• ASSIGNMENT 1: Name the three adenine nucleotides that the passage on metabolic regulation mentions.
• ASSIGNMENT 2: Write what comes next in the passage on metabolic regulation, starting after its last sentence.

The efficient utilization for anabolic processes of ATP and some intermediate compound formed during a catabolic reaction requires the cell to have simultaneously a milieu favourable for both ATP generation and consumption. Catabolism occurs readily only if sufficient ADP is available; hence, the concentration of ATP is low. On the other hand, biosynthesis requires a high level of ATP and consequently low levels of ADP and AMP. Suitable conditions for the simultaneous function of both processes are met in two ways. Biosynthetic reactions often take place in compartments within the cell different from those in which catabolism occurs; there is thus a physical separation of energy-requiring and energy-yielding processes. Furthermore, biosynthetic reactions are regulated independently of the mechanisms by which catabolism is controlled. Such independent control is made possible by the fact that catabolic and anabolic pathways are not identical; the pacemaker, or key, enzyme that controls the overall rate of a catabolic route usually does not play any role in the biosynthetic pathway of a compound. Similarly, the pacemaker enzymes of biosynthesis are not involved in catabolism. Catabolic pathways are often regulated by the relative amounts of ATP, ADP, and AMP in the cellular compartment in which the pacemaker enzymes are located (see below Energy state of the cell). In general, ATP inhibits and ADP (or AMP) stimulates such enzymes. In contrast, many biosynthetic routes are regulated by the concentration of the end products of particular anabolic processes, so that the cell synthesizes only as much of these building blocks as it needs.

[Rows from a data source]

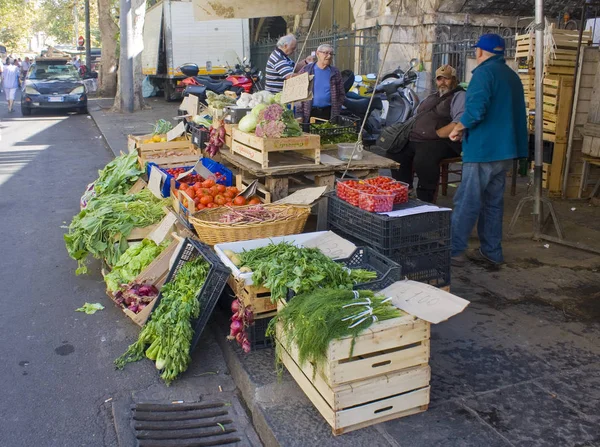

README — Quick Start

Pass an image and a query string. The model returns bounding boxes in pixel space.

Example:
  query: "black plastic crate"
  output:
[190,125,210,149]
[326,191,452,254]
[336,247,402,290]
[334,230,451,288]
[247,315,274,351]
[150,238,231,352]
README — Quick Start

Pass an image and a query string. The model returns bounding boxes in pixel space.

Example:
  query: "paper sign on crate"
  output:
[281,73,313,104]
[304,231,356,259]
[148,166,167,199]
[167,122,185,141]
[148,211,177,245]
[381,280,470,324]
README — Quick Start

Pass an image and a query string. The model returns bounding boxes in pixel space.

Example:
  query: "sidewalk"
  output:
[90,99,600,447]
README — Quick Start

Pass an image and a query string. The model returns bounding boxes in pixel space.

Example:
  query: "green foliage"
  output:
[115,257,210,385]
[267,289,402,371]
[239,242,377,302]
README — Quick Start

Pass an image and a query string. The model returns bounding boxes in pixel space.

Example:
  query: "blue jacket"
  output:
[460,56,528,163]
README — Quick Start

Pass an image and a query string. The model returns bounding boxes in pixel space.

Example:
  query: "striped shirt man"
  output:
[265,48,294,93]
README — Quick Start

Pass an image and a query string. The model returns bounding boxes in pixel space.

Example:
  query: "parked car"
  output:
[21,57,87,115]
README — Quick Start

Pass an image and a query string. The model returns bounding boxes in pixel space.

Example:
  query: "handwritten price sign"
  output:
[381,281,469,323]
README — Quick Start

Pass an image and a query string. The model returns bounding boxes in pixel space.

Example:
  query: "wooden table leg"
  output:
[265,176,289,202]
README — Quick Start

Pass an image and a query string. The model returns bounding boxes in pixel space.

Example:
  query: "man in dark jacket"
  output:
[296,44,346,124]
[392,65,465,202]
[450,34,528,265]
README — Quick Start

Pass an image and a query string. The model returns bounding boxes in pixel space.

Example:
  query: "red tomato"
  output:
[233,196,246,206]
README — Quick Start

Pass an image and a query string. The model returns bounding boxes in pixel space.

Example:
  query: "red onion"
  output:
[229,320,244,336]
[242,339,251,354]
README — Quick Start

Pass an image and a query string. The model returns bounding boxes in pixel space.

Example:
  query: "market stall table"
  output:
[220,150,400,202]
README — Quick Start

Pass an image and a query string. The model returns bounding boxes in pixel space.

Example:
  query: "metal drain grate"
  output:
[132,402,240,447]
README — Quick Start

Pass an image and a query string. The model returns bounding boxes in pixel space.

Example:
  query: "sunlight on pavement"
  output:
[0,116,69,185]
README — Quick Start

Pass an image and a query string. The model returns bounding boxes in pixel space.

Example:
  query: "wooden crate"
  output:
[231,128,321,168]
[227,275,277,314]
[277,315,431,435]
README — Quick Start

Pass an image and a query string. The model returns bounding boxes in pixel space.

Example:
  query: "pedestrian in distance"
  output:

• ANSWER SECTION 1: ATP, ADP, and AMP

• ANSWER SECTION 2:
The supply of biosynthetic precursors
When higher animals consume a mixed diet, sufficient quantities of compounds for both biosynthesis and energy supply are available. Carbohydrates yield intermediates of glycolysis and of the phosphogluconate pathway, which in turn yield acetyl coenzyme A (or acetyl-CoA); lipids yield glycolytic intermediates and acetyl coenzyme A; and many amino acids form intermediates of both the TCA cycle and glycolysis. Any intermediate withdrawn for biosynthesis can thus be readily replenished by the catabolism of further nutrients. This situation does not always hold, however. Microorganisms in particular can derive all of their carbon and energy requirements by utilizing a single carbon source. The sole carbon source may be a substance such as a carbohydrate or a fatty acid, or an intermediate of the TCA cycle (or a substance readily converted to one). In both cases, reactions ancillary to those discussed thus far must occur before the carbon source can be utilized.